(STUDY QUESTIONS):
- A) Write out the passage on partial cubes between "Winkler showed that" and "the same position.", inclusive.
- B) Translate this sentence from the passage on partial cubes into French: "For instance, the isometric dimension of an $n$-vertex tree is its number of edges, $n-1$."
- C) Carry on the passage on partial cubes from its final sentence onward.

(TEXT UNDER STUDY):
Winkler showed that a connected graph is a partial cube if and only if it is bipartite and the relation $\Theta$ is transitive. In this case, it forms an equivalence relation and each equivalence class separates two connected subgraphs of the graph from each other. A Hamming labeling may be obtained by assigning one bit of each label to each of the equivalence classes of the Djoković–Winkler relation; in one of the two connected subgraphs separated by an equivalence class of edges, all of the vertices have a 0 in that position of their labels, and in the other connected subgraph all of the vertices have a 1 in the same position.

==Recognition==
Partial cubes can be recognized, and a Hamming labeling constructed, in $O(n^2)$ time, where $n$ is the number of vertices in the graph. Given a partial cube, it is straightforward to construct the equivalence classes of the Djoković–Winkler relation by doing a breadth first search from each vertex, in total time $O(nm)$; the $O(n^2)$-time recognition algorithm speeds this up by using bit-level parallelism to perform multiple breadth first searches in a single pass through the graph, and then applies a separate algorithm to verify that the result of this computation is a valid partial cube labeling.

==Dimension==
The isometric dimension of a partial cube is the minimum dimension of a hypercube onto which it may be isometrically embedded, and is equal to the number of equivalence classes of the Djoković–Winkler relation. For instance, the isometric dimension of an $n$-vertex tree is its number of edges, $n-1$. An embedding of a partial cube onto a hypercube of this dimension is unique, up to symmetries of the hypercube.

(Stored data entries)
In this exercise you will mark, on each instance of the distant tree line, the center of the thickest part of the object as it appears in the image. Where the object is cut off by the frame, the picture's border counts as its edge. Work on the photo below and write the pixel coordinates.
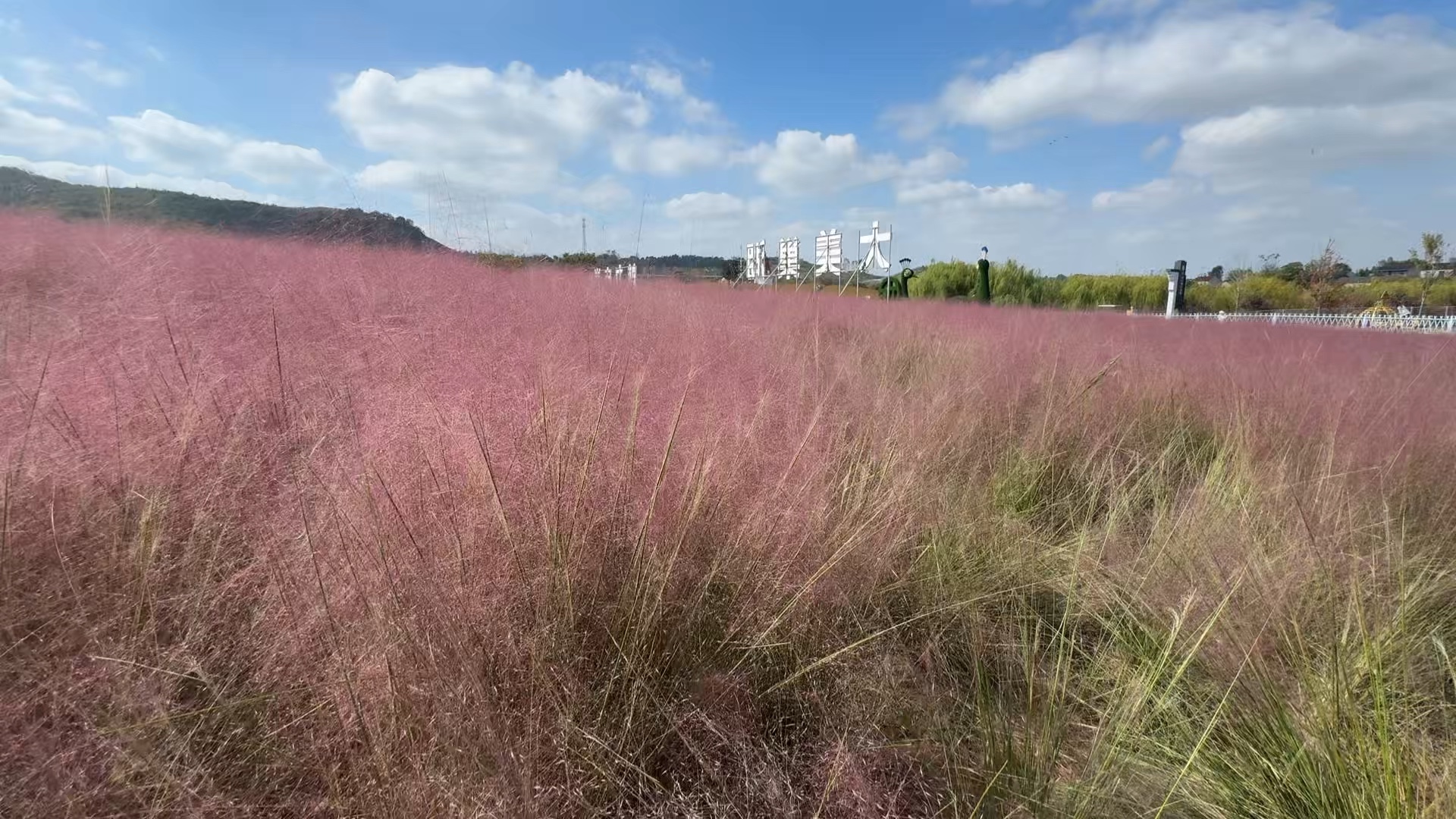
(24, 190)
(1315, 286)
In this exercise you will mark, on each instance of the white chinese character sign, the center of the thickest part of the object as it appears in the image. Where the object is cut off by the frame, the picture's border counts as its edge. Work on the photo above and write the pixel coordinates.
(756, 259)
(829, 253)
(875, 259)
(788, 259)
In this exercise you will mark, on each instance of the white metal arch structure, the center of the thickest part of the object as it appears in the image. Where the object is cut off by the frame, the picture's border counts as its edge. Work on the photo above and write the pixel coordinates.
(875, 259)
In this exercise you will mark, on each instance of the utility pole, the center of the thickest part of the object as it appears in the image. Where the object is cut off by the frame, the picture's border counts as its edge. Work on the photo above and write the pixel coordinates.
(641, 218)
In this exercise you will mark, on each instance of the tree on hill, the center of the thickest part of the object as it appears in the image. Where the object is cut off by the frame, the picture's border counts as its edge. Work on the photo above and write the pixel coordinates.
(24, 190)
(1433, 248)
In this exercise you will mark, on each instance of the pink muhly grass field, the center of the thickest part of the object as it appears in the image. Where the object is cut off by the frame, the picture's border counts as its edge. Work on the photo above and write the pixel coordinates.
(308, 529)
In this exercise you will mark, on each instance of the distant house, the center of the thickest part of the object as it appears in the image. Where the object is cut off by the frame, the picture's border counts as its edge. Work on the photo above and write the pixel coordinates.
(1397, 270)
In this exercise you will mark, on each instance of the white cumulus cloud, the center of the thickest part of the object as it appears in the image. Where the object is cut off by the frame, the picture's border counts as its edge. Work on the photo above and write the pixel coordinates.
(177, 146)
(104, 74)
(963, 193)
(714, 207)
(500, 131)
(1191, 64)
(42, 134)
(673, 155)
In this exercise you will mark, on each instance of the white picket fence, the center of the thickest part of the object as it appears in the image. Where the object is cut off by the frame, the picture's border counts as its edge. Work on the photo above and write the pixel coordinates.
(1405, 324)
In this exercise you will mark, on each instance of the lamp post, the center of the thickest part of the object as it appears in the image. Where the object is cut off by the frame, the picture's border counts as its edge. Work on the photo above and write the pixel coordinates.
(983, 278)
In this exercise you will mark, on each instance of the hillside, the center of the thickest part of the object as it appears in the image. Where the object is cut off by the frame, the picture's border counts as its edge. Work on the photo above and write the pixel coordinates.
(24, 190)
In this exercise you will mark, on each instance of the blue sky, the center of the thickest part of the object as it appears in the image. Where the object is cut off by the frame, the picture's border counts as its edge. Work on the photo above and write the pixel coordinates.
(1082, 136)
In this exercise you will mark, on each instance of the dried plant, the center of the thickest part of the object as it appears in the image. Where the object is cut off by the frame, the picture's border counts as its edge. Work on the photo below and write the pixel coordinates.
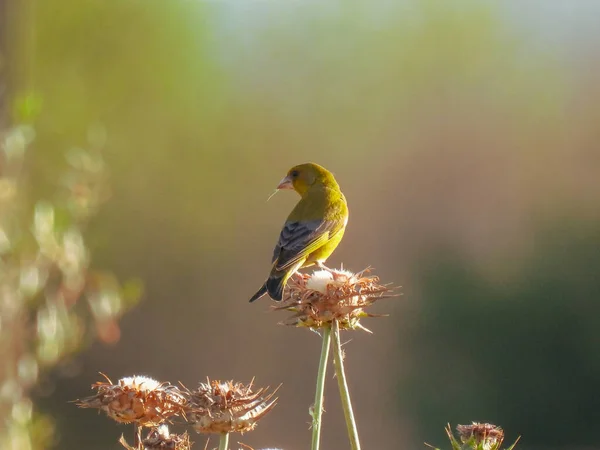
(327, 295)
(160, 438)
(225, 407)
(136, 399)
(213, 407)
(332, 300)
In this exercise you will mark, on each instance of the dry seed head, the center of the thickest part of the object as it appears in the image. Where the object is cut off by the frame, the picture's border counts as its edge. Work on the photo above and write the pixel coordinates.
(486, 435)
(161, 439)
(224, 407)
(136, 399)
(318, 299)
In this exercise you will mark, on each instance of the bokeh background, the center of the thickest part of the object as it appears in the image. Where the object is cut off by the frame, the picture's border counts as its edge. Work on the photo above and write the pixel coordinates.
(465, 136)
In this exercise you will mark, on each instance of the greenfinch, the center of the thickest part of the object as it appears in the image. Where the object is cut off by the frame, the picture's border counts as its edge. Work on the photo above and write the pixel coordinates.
(313, 229)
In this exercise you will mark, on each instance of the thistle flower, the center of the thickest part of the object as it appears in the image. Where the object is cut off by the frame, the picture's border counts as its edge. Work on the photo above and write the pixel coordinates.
(478, 436)
(224, 407)
(327, 295)
(138, 399)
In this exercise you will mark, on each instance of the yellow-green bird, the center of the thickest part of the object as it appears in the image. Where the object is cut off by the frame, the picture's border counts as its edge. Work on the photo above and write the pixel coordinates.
(313, 229)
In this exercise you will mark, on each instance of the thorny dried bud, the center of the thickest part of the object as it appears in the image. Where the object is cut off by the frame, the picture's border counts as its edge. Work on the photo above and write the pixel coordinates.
(328, 295)
(160, 438)
(478, 436)
(136, 399)
(224, 407)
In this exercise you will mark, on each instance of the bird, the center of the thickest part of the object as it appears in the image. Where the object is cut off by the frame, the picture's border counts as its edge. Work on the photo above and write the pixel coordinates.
(313, 229)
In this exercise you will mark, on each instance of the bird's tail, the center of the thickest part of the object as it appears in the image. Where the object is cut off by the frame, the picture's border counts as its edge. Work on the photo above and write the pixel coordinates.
(276, 282)
(273, 286)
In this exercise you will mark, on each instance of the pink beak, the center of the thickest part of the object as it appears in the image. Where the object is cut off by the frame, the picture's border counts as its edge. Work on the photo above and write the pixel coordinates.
(286, 183)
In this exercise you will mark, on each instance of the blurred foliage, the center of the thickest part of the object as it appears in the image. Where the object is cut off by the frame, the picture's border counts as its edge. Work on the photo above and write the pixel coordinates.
(521, 351)
(51, 304)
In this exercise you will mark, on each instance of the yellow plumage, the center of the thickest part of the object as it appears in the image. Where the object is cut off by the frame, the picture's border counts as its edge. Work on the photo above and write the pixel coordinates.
(313, 229)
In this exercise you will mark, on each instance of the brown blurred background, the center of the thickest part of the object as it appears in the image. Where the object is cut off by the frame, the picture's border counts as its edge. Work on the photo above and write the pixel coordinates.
(465, 136)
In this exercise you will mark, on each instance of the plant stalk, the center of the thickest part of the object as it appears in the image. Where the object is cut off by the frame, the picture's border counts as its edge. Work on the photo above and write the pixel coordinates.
(224, 441)
(338, 359)
(318, 405)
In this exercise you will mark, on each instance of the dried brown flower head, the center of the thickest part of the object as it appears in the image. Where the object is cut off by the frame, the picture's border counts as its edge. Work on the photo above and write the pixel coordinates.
(224, 407)
(328, 295)
(136, 399)
(487, 434)
(161, 439)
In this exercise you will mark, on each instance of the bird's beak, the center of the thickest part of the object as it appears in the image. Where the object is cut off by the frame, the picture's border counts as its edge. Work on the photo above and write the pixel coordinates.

(RESPONSE LIST):
- A)
Winkler showed that a connected graph is a partial cube if and only if it is bipartite and the relation $\Theta$ is transitive. In this case, it forms an equivalence relation and each equivalence class separates two connected subgraphs of the graph from each other. A Hamming labeling may be obtained by assigning one bit of each label to each of the equivalence classes of the Djoković–Winkler relation; in one of the two connected subgraphs separated by an equivalence class of edges, all of the vertices have a 0 in that position of their labels, and in the other connected subgraph all of the vertices have a 1 in the same position.

- B) Par exemple, la dimension isométrique d'un arbre à $n$ sommets est son nombre d'arêtes, $n-1$.

- C)
Every hypercube and therefore every partial cube can be embedded isometrically into an integer lattice. The lattice dimension of a graph is the minimum dimension of an integer lattice into which the graph can be isometrically embedded. The lattice dimension may be significantly smaller than the isometric dimension; for instance, for a tree it is half the number of leaves in the tree (rounded up to the nearest integer). The lattice dimension of any graph, and a lattice embedding of minimum dimension, may be found in polynomial time by an algorithm based on maximum matching in an auxiliary graph.

Other types of dimension of partial cubes have also been defined, based on embeddings into more specialized structures.

==Application to chemical graph theory==
Isometric embeddings of graphs into hypercubes have an important application in chemical graph theory. A benzenoid graph is a graph consisting of all vertices and edges lying on and in the interior of a cycle in a hexagonal lattice. Such graphs are the molecular graphs of the benzenoid hydrocarbons, a large class of organic molecules. Every such graph is a partial cube. A Hamming labeling of such a graph can be used to compute the Wiener index of the corresponding molecule, which can then be used to predict certain of its chemical properties.

A different molecular structure formed from carbon, the diamond cubic, also forms partial cube graphs.